[Short problem]
Report every line in the material below that contains the string "instance".

[Records for processing]
┄┄┄┄┄┄

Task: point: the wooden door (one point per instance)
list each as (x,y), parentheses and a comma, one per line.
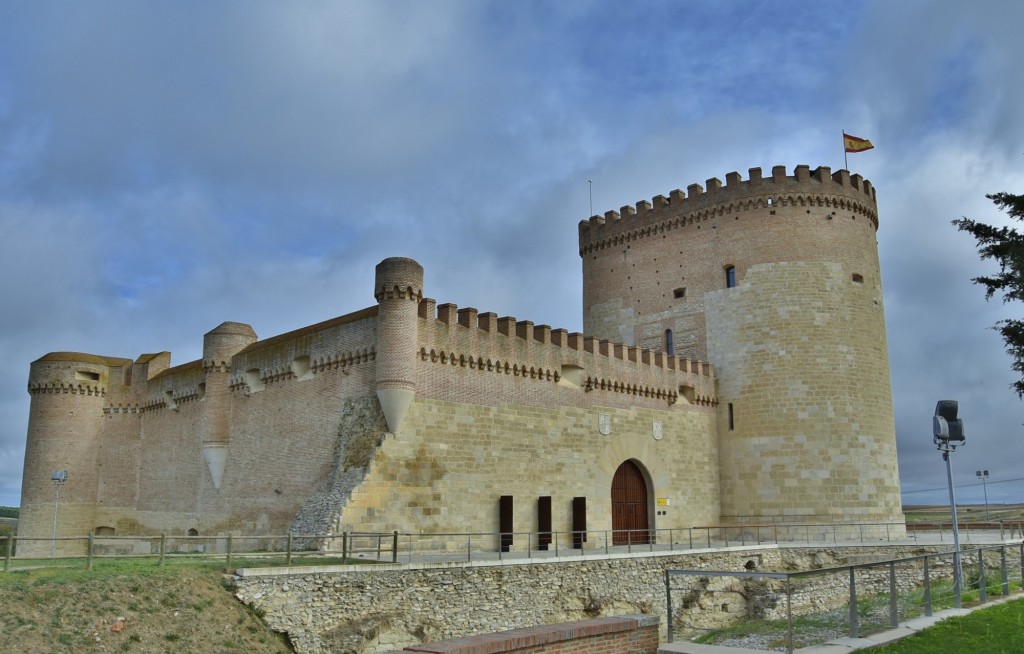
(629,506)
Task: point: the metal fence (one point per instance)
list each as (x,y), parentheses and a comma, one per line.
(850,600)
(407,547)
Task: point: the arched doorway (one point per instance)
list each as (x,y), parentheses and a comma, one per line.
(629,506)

┄┄┄┄┄┄

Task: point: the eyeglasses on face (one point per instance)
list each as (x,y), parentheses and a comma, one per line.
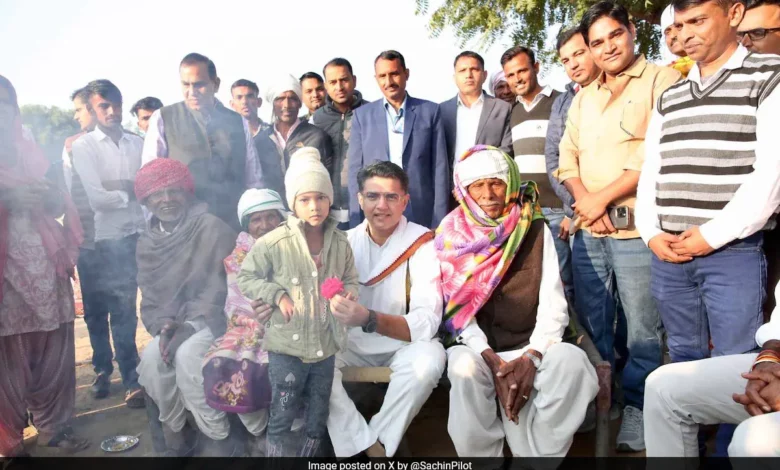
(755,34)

┄┄┄┄┄┄

[Full response]
Task: point: the wooden door (one point per instance)
Task: point: the metal fence (one point per instance)
Task: point: the arched doorway (one point per instance)
Task: point: the eyeglasses on face (one point per instance)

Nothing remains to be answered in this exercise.